── EXCERPT TO READ ──

Architecture¶
How Neon is built. Every module, every data flow, every design decision — laid bare.
Package Structure¶
neon/
├── model/
│ ├── neon_vla.py # Complete VLA + PointCloudEncoder + EEFEncoder + GPS/Depth/Seg/Tactile/IMU/Force encoders
│ ├── video_backbone.py # Qwen2.5-Omni / Cosmos-Reason2 adapter
│ ├── action_heads.py # MLP, ActionChunking, FlowMatching, DiT, StateRelative, Ensemble, G1ActionHead
│ ├── audio.py # AudioEncoder (Whisper/Mel/Omni) + PersonaPlex TTS
│ ├── brain_encoder.py # TRIBEv2 techniques: TemporalSmoothing, ModalityDropout, EmbodimentLayers, BrainFusion
│ ├── tribe_backbone.py # TRIBEv2 native multimodal: V-JEPA2 + Wav2Vec-BERT + LLaMA fusion
│ ├── photon.py # Photon-inspired: SpeculativeActionDecoder, AdaptiveComputeRouter, CUDAGraphWrapper
│ └── guidance.py # AirVLA physics-aware guidance: Payload, Torque, Collision, Smooth, Composite
├── data/
│ ├── action_space.py # G1 29-DoF joint definitions, normalization, modes
│ ├── data_soup.py # 15-source mixing, NeonEpisode w/ all modalities
│ ├── lerobot_v3.py # LeRobot v3 omni-modal writer/reader (14 modalities)

───
── GIVEN INFORMATION ──

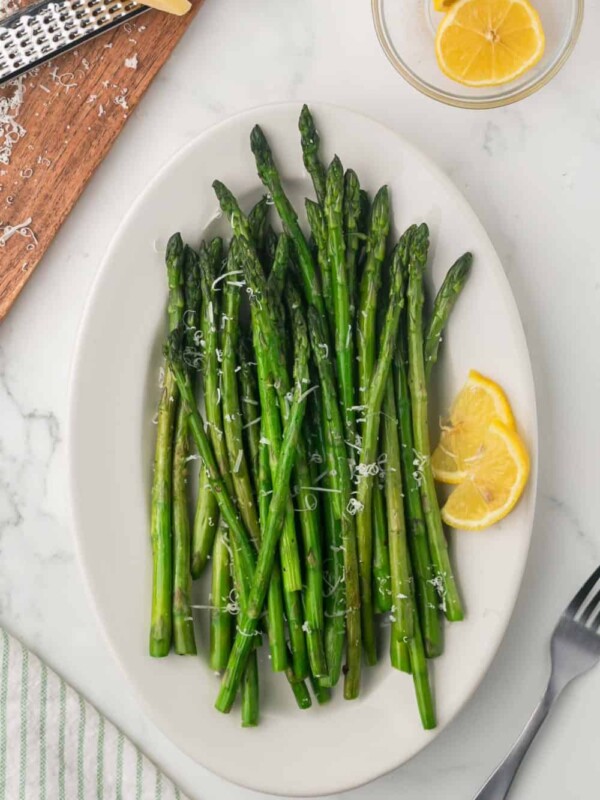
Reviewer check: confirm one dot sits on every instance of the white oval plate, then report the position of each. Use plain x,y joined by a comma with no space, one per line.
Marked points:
111,439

───

■ **TASK TO COMPLETE**: Reproduce the entire architecture page word for word. Rely on the architecture page alone.

■ **OUTPUT OF THE EXERCISE**:
Architecture¶
How Neon is built. Every module, every data flow, every design decision — laid bare.
Package Structure¶
neon/
├── model/
│ ├── neon_vla.py # Complete VLA + PointCloudEncoder + EEFEncoder + GPS/Depth/Seg/Tactile/IMU/Force encoders
│ ├── video_backbone.py # Qwen2.5-Omni / Cosmos-Reason2 adapter
│ ├── action_heads.py # MLP, ActionChunking, FlowMatching, DiT, StateRelative, Ensemble, G1ActionHead
│ ├── audio.py # AudioEncoder (Whisper/Mel/Omni) + PersonaPlex TTS
│ ├── brain_encoder.py # TRIBEv2 techniques: TemporalSmoothing, ModalityDropout, EmbodimentLayers, BrainFusion
│ ├── tribe_backbone.py # TRIBEv2 native multimodal: V-JEPA2 + Wav2Vec-BERT + LLaMA fusion
│ ├── photon.py # Photon-inspired: SpeculativeActionDecoder, AdaptiveComputeRouter, CUDAGraphWrapper
│ └── guidance.py # AirVLA physics-aware guidance: Payload, Torque, Collision, Smooth, Composite
├── data/
│ ├── action_space.py # G1 29-DoF joint definitions, normalization, modes
│ ├── data_soup.py # 15-source mixing, NeonEpisode w/ all modalities
│ ├── lerobot_v3.py # LeRobot v3 omni-modal writer/reader (14 modalities)